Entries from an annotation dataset
+---+

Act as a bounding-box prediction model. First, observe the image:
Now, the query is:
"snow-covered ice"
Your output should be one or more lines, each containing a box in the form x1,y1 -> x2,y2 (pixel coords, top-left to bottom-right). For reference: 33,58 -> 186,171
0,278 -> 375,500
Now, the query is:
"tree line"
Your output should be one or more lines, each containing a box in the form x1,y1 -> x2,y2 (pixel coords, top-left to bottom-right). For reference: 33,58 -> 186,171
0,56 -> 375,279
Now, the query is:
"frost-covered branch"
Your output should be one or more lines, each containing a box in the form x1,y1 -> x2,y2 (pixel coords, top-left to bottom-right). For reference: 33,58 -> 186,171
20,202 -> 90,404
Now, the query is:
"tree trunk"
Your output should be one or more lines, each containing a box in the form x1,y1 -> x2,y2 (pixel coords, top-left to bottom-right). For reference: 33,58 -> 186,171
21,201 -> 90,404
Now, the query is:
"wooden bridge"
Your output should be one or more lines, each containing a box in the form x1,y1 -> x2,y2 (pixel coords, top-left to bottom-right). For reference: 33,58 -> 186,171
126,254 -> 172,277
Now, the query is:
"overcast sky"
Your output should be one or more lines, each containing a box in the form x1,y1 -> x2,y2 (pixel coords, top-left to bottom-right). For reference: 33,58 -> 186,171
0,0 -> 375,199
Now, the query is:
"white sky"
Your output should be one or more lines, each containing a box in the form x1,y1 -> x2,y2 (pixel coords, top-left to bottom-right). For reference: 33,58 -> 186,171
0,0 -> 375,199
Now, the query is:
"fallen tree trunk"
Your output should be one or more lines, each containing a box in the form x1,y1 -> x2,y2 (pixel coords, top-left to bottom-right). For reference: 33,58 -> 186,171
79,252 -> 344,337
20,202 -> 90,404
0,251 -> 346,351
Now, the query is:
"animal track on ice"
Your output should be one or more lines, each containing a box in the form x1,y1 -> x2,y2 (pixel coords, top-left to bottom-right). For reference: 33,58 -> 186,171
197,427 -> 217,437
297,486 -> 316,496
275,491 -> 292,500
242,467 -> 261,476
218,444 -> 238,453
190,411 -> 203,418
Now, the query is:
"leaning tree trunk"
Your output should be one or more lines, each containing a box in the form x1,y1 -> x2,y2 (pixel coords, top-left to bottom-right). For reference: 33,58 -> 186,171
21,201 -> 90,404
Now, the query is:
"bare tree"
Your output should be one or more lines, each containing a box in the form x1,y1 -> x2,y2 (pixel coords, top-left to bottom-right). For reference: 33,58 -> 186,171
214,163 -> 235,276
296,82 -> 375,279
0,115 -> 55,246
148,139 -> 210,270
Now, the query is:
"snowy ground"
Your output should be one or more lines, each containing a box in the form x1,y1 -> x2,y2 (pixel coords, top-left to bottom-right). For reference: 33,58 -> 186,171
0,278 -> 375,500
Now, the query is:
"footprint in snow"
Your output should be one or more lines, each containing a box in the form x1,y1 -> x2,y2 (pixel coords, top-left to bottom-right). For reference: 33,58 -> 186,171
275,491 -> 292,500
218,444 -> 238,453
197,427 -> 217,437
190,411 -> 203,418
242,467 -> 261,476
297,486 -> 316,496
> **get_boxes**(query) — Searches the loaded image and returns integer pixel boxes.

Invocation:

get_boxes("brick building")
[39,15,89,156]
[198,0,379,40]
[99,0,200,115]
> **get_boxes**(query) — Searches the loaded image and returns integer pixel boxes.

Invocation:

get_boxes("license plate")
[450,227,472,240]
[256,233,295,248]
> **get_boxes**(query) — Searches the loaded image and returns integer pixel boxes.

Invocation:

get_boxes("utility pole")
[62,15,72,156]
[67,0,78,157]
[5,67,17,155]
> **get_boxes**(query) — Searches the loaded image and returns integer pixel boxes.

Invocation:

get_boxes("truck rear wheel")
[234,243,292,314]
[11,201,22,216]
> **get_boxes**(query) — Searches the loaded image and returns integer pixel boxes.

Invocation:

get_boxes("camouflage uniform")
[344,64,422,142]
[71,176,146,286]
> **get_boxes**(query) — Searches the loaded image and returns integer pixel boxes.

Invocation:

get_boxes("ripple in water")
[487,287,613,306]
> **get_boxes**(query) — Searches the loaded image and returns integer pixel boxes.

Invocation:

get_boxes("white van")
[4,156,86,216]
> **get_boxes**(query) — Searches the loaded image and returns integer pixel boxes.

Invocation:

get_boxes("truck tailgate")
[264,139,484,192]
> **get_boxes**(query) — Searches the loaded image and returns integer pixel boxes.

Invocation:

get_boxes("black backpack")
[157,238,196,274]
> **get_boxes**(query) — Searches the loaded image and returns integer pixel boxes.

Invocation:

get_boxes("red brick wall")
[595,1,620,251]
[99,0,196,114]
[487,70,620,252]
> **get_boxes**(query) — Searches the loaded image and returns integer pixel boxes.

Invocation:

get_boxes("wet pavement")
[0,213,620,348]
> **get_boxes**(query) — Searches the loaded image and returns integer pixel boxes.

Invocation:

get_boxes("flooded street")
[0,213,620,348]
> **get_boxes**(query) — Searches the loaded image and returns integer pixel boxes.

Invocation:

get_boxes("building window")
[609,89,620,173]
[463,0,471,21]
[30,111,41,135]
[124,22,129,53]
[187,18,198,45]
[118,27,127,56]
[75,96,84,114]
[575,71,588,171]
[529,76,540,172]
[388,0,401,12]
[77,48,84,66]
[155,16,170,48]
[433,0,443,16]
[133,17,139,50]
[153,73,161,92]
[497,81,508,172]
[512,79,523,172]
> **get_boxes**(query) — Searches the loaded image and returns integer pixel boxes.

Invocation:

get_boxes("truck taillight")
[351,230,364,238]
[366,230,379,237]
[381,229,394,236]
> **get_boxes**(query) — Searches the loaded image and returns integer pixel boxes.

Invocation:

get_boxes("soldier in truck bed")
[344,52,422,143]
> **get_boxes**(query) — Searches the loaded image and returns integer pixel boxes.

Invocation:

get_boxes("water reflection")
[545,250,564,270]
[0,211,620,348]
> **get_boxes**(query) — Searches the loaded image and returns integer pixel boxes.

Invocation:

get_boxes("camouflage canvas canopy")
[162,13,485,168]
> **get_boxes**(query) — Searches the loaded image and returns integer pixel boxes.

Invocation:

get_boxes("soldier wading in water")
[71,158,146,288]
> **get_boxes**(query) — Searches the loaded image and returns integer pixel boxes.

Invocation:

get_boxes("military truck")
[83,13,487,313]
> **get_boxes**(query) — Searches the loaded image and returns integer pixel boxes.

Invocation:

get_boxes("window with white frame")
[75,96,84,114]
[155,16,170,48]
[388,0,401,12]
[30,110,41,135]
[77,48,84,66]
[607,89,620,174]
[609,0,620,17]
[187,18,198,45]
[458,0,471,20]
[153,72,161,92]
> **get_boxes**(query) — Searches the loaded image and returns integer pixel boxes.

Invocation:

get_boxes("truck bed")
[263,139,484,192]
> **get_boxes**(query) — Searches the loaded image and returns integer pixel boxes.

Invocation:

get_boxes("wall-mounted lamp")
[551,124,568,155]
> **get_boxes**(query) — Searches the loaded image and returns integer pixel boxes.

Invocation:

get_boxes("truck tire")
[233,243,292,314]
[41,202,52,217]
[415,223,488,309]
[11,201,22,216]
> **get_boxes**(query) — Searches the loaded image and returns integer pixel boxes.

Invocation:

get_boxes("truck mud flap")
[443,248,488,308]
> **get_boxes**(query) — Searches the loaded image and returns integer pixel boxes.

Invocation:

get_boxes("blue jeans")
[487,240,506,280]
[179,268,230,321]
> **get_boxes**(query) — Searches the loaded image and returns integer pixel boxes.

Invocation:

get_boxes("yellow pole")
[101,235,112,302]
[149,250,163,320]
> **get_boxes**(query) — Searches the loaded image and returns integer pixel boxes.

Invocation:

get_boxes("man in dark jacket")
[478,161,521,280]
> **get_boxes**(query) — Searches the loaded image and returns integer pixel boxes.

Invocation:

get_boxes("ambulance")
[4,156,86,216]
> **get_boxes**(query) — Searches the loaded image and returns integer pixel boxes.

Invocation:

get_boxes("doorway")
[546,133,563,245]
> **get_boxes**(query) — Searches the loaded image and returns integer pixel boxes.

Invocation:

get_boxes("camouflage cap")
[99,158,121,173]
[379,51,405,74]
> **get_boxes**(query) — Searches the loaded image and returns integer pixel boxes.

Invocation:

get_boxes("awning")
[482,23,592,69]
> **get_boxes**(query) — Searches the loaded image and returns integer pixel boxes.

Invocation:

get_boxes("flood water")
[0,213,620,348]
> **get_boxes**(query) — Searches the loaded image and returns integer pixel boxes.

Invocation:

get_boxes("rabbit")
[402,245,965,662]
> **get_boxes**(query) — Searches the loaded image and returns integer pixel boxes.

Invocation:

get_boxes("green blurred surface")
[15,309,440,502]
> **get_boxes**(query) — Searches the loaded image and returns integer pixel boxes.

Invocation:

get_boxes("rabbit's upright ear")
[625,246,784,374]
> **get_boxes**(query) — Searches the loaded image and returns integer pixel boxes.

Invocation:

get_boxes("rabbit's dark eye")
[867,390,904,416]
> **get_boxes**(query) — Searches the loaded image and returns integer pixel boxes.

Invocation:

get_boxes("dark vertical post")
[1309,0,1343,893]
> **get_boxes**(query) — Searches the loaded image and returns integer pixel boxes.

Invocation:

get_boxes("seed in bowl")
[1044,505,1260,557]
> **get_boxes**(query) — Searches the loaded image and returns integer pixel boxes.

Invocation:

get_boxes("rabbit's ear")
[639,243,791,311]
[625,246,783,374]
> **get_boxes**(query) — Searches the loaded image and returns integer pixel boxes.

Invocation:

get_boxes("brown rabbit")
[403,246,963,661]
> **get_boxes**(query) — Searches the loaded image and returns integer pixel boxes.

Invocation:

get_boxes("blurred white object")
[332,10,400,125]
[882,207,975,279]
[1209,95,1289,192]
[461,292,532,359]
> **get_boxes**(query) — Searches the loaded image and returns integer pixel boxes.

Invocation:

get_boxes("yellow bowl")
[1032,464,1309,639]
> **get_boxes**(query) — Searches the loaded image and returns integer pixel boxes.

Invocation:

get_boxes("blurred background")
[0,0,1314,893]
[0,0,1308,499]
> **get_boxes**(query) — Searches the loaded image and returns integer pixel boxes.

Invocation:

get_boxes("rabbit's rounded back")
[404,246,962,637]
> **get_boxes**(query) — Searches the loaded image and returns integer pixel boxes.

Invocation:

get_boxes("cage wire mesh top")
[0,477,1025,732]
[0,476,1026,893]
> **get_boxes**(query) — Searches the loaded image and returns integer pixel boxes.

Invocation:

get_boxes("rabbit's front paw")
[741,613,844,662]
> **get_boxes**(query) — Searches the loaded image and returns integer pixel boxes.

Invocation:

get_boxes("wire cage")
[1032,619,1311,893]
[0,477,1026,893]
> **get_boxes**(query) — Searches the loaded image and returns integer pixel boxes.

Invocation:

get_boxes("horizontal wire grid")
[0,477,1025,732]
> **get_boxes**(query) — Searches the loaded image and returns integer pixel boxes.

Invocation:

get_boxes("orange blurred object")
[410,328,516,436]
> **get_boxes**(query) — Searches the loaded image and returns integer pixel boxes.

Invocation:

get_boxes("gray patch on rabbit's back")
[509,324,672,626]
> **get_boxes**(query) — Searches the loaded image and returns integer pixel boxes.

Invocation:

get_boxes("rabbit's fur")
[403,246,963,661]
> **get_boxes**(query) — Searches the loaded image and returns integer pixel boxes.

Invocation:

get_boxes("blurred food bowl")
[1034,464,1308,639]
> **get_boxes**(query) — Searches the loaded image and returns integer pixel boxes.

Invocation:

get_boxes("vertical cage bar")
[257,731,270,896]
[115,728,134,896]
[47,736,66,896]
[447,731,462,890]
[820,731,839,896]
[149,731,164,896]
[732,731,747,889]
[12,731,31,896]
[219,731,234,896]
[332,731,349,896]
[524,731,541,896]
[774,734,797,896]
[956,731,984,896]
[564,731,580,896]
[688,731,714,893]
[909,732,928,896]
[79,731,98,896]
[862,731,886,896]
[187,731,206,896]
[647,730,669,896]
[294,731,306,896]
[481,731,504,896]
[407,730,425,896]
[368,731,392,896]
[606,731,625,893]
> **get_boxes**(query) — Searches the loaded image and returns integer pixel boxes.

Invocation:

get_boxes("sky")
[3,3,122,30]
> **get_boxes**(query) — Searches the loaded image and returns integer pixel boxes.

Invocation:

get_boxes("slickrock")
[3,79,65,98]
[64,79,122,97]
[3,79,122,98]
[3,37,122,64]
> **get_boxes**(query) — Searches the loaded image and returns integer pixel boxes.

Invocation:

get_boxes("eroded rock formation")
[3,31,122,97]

+---+

- _OBJECTIVE_:
Locate each line of the material above that includes the word "window", and copy all of those lines in full.

- _EXPECTED ANSWER_:
get_boxes("building window")
get_boxes("window with white frame")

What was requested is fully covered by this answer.